▶ _WHAT YOU SHOULD DO_:
Each line in the records that mentions the word "query" needs to be listed.

Point localization data:

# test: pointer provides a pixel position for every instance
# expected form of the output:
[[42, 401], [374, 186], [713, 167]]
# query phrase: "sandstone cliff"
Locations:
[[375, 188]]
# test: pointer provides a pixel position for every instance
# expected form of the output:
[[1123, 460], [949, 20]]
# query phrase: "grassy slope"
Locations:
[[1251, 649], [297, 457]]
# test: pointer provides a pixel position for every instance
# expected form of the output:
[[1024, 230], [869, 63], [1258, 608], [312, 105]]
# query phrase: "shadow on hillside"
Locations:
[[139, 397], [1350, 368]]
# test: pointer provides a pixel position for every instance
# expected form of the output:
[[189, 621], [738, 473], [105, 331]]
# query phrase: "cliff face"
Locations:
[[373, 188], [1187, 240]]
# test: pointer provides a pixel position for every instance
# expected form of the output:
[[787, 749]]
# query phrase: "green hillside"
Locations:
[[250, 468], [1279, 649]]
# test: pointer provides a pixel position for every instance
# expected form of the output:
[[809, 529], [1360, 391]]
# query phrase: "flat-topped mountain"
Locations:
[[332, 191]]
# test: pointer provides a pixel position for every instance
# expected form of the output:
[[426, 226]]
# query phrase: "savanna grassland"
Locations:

▶ _SOLUTION_:
# query phrase: "sandstone cliff"
# query phrase: "grassy slope"
# query phrase: "shadow on hillside"
# query phrase: "cliff face"
# query phrase: "green hillside"
# query phrase: "flat-topped mountain"
# query phrase: "savanna grassland"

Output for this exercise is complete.